> _Page_:
########################################

Tournament Forecasting
Overview
Tournament forecasting is a structured competitive framework for making and evaluating probabilistic predictions about future events. Unlike informal predictions, tournaments impose rigorous constraints: specific questions with verifiable outcomes, defined time horizons, quantitative probability estimates, standardized scoring (typically Brier scores), and public accountability. Participants compete individually or in teams, creating incentives for accuracy through rankings, prizes, or reputational stakes.
The gold standard example is the Good Judgment Project (GJP, 2011-2015), which won the IARPA-ACE tournament by outperforming competitors by 35-72% through systematic improvements: cognitive debiasing training, team collaboration, "superforecaster" selection, and advanced aggregation algorithms. Tournament structure transforms forecasting from casual speculation into a disciplined practice with measurable skill development.
When to Use
- Policy decisions: Government agencies need probabilistic estimates on geopolitical events, economic trends, security threats
- Business strategy: Companies forecasting market shifts, competitive moves, technology adoption
- Research evaluation: Testing which forecasting methods, training, or aggregation techniques work best
- Skill development: Organizations building forecasting capability through practice and feedback
- Accountability enforcement: Creating skin-in-the-game incentives for analysts to calibrate confidence
The Process
Step 1: Design Question Set
Create clear, falsifiable questions with specific resolution criteria and deadlines.
Good question characteristics:
- Unambiguous outcome: "Will Company X's revenue exceed $1B in 2026?" (yes/no or continuous)
- Verifiable resolution: Public data source specified (SEC filing, WHO announcement, etc.)
- Meaningful time horizon: More than 1 month, less than 2 years (sweet spot for skill differentiation)
- Neither trivial nor impossible: Avoid 5% or 95% base rate questions
- Relevant to decision-makers: Actual strategic value, not trivia
Example questions from Good Judgment Open:
- "Will North Korea conduct a nuclear test before July 1, 2026?"
- "Will Bitcoin price exceed $100,000 by December 31, 2025?"
- "Will global semiconductor sales surpass $600B in 2025?"
Step 2: Select Scoring Metric
Choose quantitative accuracy measure to rank forecasters objectively.
Brier Score (standard choice):
- Formula: Average of (forecast - outcome)²
- Range: 0 (perfect) to 1 (maximally wrong)
- Proper scoring rule (rewards honest probabilities)
Example:
- Forecast: 70% chance event occurs
- Outcome: Event happens (1)
- Brier score: (0.70 - 1)² = 0.09
Alternative metrics:
- Log score: Rewards extreme confidence when correct, harshly penalizes wrong extremes
- Calibration: Are X% forecasts correct X% of the time?
- Discrimination: Ability to separate events that happen from those that don't
Step 3: Structure Competition Format
Define participation model, team structure, update frequency.
Individual vs. teams:
- Individual: Pure skill measurement, no coordination overhead
- Teams: Information sharing improves accuracy, tests collaboration methods
- Hybrid: GJP used both, creating "superforecaster teams" from top individual performers
Update policy:
- Static: One forecast per question (tests initial judgment)
- Dynamic: Continuous updates allowed (tests information integration)

########################################

> _What this exercise asks_:
a: Decide whether each statement agrees with the tournament forecasting guide, answering yes or no and quoting the words that settle it: (i) The Good Judgment Project ran from 2011 to 2015. (ii) A Brier score of 1 means a perfect forecast. (iii) Under a static update policy, forecasters may update continuously.
b: Render this sentence from the tournament forecasting guide in Spanish: "Create clear, falsifiable questions with specific resolution criteria and deadlines."
c: Carry on the tournament forecasting guide, picking up right after its last line about dynamic updates.
The lines have no connection to the tournament forecasting guide.

########################################

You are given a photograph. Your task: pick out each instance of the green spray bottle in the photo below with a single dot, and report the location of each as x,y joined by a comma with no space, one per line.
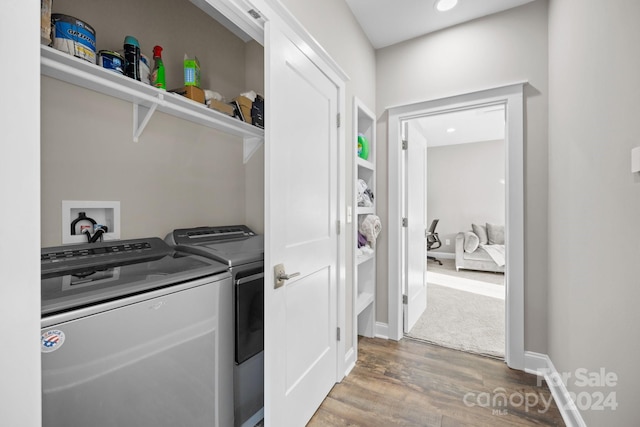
157,76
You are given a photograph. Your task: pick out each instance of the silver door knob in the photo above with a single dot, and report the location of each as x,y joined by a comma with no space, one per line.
280,275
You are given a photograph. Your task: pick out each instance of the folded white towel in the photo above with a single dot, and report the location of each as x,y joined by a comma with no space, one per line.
370,228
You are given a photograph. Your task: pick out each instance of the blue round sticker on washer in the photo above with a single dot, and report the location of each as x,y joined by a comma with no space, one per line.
51,340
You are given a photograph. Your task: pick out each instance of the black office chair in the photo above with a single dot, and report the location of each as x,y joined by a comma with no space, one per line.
433,241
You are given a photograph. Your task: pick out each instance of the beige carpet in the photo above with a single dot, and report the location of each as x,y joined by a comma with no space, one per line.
465,310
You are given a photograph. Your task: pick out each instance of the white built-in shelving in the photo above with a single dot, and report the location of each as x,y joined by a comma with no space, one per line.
364,264
146,99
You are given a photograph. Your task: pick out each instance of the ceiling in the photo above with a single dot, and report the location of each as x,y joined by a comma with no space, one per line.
387,22
463,127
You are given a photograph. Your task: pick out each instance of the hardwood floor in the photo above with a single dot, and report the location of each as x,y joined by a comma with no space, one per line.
411,383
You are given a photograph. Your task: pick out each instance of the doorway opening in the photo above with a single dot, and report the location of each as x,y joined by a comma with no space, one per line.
511,97
464,195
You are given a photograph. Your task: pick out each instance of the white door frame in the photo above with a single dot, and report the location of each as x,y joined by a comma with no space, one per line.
511,96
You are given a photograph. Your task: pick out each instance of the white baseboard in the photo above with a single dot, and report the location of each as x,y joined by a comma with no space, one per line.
349,361
382,330
443,255
541,365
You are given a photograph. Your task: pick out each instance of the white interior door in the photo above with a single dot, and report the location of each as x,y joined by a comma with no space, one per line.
415,237
301,232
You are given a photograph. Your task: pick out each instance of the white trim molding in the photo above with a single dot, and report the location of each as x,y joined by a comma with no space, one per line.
382,330
541,365
511,96
349,361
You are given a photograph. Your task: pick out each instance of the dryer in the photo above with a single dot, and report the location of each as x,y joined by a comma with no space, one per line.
242,250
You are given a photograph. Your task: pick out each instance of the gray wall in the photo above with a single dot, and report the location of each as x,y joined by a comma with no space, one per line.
492,51
464,187
594,200
179,174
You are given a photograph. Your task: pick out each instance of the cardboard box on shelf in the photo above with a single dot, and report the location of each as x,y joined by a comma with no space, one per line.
191,92
223,107
245,105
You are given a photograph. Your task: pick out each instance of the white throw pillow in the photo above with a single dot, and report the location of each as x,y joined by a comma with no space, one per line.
495,234
471,241
481,232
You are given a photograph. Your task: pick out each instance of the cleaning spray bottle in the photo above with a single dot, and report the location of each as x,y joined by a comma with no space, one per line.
158,77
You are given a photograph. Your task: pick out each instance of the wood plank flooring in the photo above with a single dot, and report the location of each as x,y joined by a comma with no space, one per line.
412,383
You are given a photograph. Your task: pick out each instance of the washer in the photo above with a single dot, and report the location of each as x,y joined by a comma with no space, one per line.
242,250
135,333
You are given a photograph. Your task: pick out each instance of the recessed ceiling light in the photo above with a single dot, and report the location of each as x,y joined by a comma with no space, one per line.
444,5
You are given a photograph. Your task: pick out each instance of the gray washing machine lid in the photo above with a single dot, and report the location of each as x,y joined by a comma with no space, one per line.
77,276
232,245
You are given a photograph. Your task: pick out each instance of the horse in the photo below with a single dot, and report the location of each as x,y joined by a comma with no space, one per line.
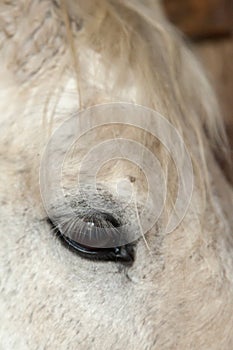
116,217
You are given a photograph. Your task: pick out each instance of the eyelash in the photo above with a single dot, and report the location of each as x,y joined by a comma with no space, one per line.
124,254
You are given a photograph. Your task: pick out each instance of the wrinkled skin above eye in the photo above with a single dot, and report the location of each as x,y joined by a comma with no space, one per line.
178,292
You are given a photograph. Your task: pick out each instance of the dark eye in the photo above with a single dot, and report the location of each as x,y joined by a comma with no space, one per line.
123,253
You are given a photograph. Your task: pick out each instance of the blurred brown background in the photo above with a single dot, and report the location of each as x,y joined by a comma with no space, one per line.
209,24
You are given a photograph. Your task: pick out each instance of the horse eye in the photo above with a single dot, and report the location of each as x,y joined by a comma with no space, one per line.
124,254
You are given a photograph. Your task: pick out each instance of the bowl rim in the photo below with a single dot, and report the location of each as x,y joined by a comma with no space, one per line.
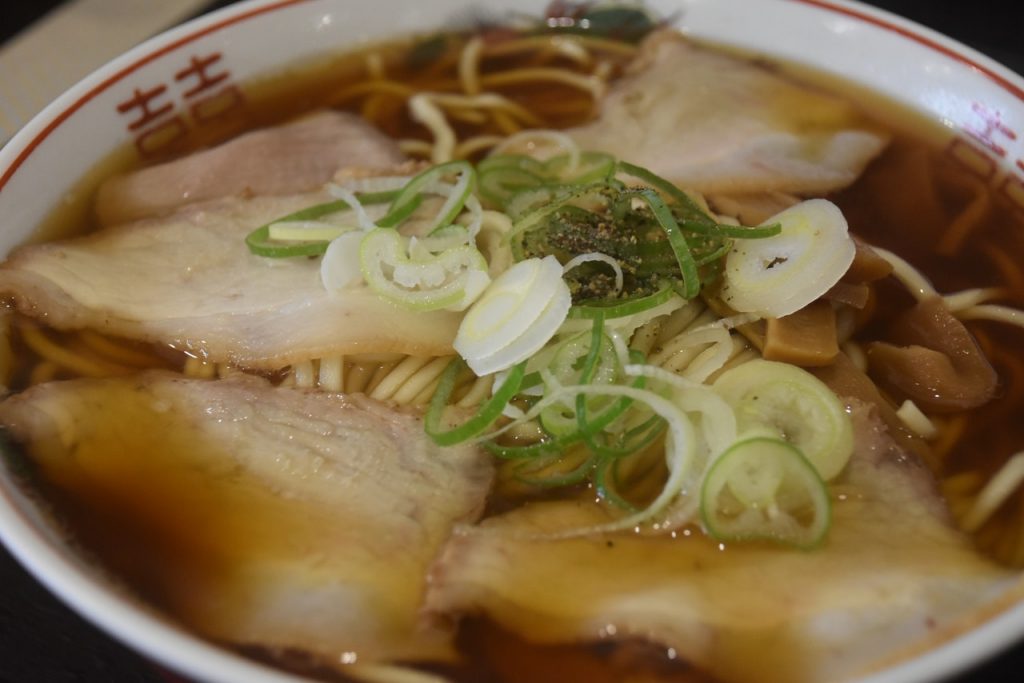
156,637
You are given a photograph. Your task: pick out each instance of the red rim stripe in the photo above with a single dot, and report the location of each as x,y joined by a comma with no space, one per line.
1003,82
103,85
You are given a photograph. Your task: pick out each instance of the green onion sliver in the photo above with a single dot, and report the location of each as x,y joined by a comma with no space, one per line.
687,266
577,475
489,412
659,183
415,188
623,307
764,488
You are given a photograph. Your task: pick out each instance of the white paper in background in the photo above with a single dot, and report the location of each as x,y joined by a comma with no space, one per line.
55,52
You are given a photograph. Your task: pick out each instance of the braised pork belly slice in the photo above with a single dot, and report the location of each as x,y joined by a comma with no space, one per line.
188,281
717,124
892,574
282,160
256,515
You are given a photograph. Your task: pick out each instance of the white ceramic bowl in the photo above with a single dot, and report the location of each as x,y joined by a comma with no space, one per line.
979,103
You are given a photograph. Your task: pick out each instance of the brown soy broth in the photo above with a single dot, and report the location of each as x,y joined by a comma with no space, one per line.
880,208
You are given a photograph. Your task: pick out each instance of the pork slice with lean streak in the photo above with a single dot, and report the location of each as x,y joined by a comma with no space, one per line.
264,517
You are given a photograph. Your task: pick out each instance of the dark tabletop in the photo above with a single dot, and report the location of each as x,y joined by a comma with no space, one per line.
41,641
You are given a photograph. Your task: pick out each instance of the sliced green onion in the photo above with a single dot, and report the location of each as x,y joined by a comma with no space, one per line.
484,417
306,230
261,243
764,488
453,279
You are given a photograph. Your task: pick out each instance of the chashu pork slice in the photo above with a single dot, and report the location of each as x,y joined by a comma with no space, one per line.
892,579
281,160
189,281
259,516
718,124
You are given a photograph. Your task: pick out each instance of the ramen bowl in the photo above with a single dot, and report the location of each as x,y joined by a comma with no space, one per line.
182,80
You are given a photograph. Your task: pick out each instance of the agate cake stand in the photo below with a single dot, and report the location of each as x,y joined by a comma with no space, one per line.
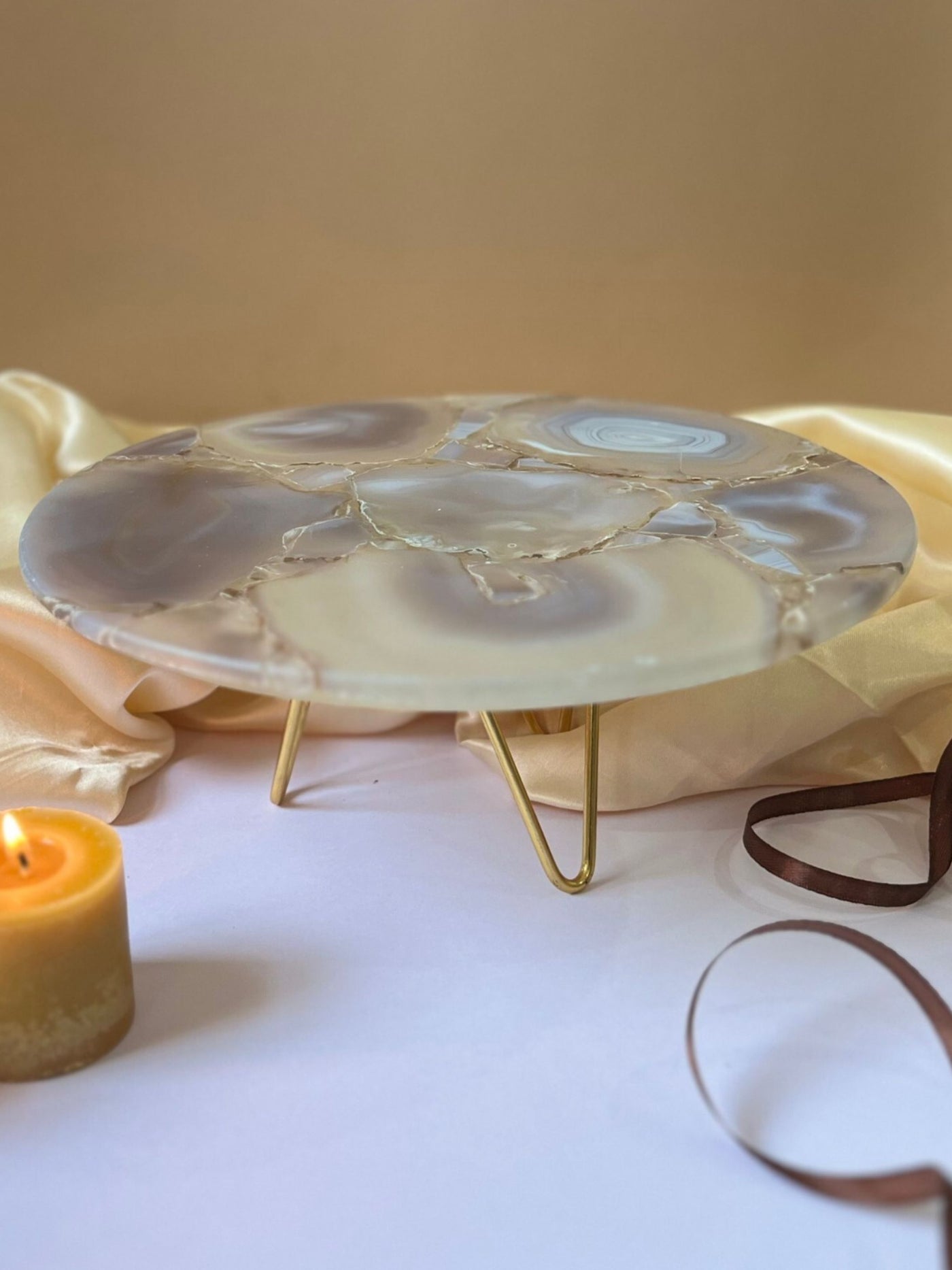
486,554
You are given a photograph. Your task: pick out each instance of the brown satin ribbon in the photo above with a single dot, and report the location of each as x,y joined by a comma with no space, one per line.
911,1185
860,890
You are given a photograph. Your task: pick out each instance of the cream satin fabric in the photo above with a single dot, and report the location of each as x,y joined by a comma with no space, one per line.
80,724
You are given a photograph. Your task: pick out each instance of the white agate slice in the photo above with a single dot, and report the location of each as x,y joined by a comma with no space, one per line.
500,514
353,432
159,531
647,439
413,626
838,517
467,553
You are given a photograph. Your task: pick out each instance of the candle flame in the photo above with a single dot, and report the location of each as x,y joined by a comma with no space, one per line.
14,839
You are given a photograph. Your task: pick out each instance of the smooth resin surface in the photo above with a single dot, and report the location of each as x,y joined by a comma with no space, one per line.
469,553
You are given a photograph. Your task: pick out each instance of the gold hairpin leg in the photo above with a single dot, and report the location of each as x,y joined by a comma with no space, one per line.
290,741
590,824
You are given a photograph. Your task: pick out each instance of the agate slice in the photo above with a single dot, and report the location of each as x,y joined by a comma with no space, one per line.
469,553
657,442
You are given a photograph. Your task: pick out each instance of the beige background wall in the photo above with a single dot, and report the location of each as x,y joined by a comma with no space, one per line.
212,206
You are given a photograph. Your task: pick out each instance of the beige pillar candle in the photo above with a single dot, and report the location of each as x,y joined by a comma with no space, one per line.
65,967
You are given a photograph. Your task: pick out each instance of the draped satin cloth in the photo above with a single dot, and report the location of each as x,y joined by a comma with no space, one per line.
80,724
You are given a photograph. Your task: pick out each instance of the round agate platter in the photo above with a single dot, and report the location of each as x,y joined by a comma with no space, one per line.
469,553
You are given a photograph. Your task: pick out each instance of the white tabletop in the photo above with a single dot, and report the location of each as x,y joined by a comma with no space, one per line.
371,1034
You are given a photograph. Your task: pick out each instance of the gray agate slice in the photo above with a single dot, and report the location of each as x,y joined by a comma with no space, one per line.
469,553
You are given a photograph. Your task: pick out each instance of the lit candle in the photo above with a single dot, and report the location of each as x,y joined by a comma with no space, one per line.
65,967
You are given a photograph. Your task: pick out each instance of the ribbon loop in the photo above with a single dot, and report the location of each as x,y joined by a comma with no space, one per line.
904,1186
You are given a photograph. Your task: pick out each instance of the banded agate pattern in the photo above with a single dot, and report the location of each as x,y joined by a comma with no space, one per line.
469,553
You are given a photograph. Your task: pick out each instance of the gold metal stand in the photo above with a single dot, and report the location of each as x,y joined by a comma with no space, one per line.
295,726
290,741
590,824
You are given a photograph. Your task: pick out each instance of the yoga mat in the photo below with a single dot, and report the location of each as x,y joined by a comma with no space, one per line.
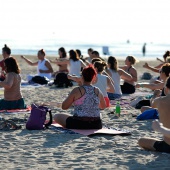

########################################

> _Answers to the problems_:
a:
(i) Yes: "Good Judgment Project (GJP, 2011-2015)"
(ii) No: "Range: 0 (perfect) to 1 (maximally wrong)"
(iii) No: "Static: One forecast per question (tests initial judgment)"

b: Cree preguntas claras y falsables con criterios de resolución y plazos específicos.

c:
- GJP approach: Forecasters could update anytime as new info emerged
Team composition testing:
- Regular teams vs. superforecaster teams
- Prediction markets vs. prediction polls
- Extremizing algorithms on crowd forecasts
Step 4: Implement Training & Debiasing
Provide cognitive tools to improve forecaster accuracy.
GJP training modules:
- Probabilistic thinking: Convert verbal hedges to numbers (55% vs. 80%)
- Base rate anchoring: Start with outside view (historical frequency)
- Update incrementally: Bayesian updating on new evidence
- Avoid overconfidence: Fermi decomposition, scenario exploration
- Team calibration: Share reasoning, not just numbers
Training impact: GJP participants with 1-hour online training improved accuracy by ~10%.
Step 5: Run Tournament & Track Performance
Launch competition, collect forecasts, provide leaderboards, maintain engagement.
Operational elements:
- Question release cadence: 10-20 active questions simultaneously
- Resolution timing: Close questions when outcome determined
- Leaderboard updates: Weekly or real-time rankings
- Feedback loops: Show Brier scores, calibration charts to participants
- Retention mechanisms: Recognition, prizes, intellectual challenge
GJP scale: 2,400+ participants, 261 questions over 2 seasons.
Step 6: Aggregate & Extremize Forecasts
Combine individual forecasts into crowd predictions using statistical methods.
Aggregation methods tested in GJP:
- Simple mean: Baseline (surprisingly good)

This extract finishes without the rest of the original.